__Brief__.
Reproduce the following lines verbatim, one after another.

— Start of Exercise materials —

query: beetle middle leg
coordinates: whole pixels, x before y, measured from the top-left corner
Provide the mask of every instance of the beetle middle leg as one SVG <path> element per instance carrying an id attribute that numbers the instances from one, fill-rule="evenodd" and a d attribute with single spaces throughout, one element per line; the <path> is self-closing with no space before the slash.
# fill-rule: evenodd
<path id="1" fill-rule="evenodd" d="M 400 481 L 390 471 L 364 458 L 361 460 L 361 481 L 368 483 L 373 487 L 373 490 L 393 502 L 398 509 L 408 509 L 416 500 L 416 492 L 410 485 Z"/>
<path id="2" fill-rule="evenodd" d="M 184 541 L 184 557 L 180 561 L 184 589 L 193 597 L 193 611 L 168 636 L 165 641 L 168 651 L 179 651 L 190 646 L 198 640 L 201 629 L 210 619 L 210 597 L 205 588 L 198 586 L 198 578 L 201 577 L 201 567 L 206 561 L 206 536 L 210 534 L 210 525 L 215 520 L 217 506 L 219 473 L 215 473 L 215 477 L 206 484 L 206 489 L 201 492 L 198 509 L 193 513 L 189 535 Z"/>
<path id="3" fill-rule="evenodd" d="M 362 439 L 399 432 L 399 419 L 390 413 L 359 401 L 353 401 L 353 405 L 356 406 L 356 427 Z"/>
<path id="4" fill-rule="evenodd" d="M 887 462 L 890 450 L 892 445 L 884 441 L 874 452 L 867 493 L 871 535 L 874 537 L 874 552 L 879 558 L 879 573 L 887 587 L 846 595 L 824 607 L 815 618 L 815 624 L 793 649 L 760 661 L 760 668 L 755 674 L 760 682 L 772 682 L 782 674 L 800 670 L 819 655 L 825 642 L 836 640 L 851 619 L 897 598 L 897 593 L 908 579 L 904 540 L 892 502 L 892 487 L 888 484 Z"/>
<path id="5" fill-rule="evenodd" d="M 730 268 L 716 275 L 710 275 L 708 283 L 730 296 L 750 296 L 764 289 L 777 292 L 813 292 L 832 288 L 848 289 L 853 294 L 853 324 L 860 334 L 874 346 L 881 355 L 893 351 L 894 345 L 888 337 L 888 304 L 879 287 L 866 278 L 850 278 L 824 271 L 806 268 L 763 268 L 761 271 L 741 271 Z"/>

— End of Exercise materials —

__Solution below__.
query: beetle middle leg
coordinates: whole pixels, x before y, measured from the top-left corner
Provide the mask of every instance of the beetle middle leg as one SVG <path> element per instance carrying an id attribute that numbers the instances from one, fill-rule="evenodd" and a d attribute with single spaces throughout, one element per line; the <path> is self-closing with no space before the slash.
# fill-rule: evenodd
<path id="1" fill-rule="evenodd" d="M 400 481 L 390 471 L 364 458 L 361 460 L 361 481 L 368 483 L 373 487 L 373 490 L 393 502 L 398 509 L 408 509 L 416 500 L 416 492 L 410 485 Z"/>
<path id="2" fill-rule="evenodd" d="M 184 541 L 184 557 L 180 561 L 184 589 L 193 597 L 193 611 L 168 636 L 165 641 L 168 651 L 179 651 L 190 646 L 198 640 L 201 629 L 210 619 L 210 597 L 205 588 L 198 586 L 198 578 L 201 577 L 201 567 L 206 561 L 206 536 L 210 534 L 210 525 L 215 520 L 217 506 L 219 473 L 215 473 L 215 477 L 206 484 L 206 489 L 201 492 L 198 509 L 193 513 L 189 535 Z"/>
<path id="3" fill-rule="evenodd" d="M 362 439 L 399 432 L 399 419 L 390 413 L 359 401 L 353 401 L 353 405 L 356 406 L 356 427 Z"/>
<path id="4" fill-rule="evenodd" d="M 887 462 L 890 450 L 892 445 L 884 441 L 874 452 L 867 493 L 871 535 L 874 537 L 874 552 L 879 558 L 879 573 L 887 587 L 846 595 L 824 607 L 815 618 L 815 624 L 793 649 L 760 661 L 760 668 L 755 674 L 760 682 L 772 682 L 782 674 L 800 670 L 819 655 L 825 642 L 836 640 L 851 619 L 897 598 L 897 593 L 908 579 L 904 540 L 892 502 L 892 487 L 888 484 Z"/>
<path id="5" fill-rule="evenodd" d="M 730 268 L 716 275 L 710 275 L 708 283 L 730 296 L 750 296 L 764 289 L 777 292 L 813 292 L 832 288 L 848 289 L 853 294 L 853 324 L 860 334 L 874 346 L 881 355 L 893 351 L 894 345 L 888 337 L 888 304 L 879 287 L 866 278 L 850 278 L 824 271 L 806 268 L 763 268 L 761 271 L 741 271 Z"/>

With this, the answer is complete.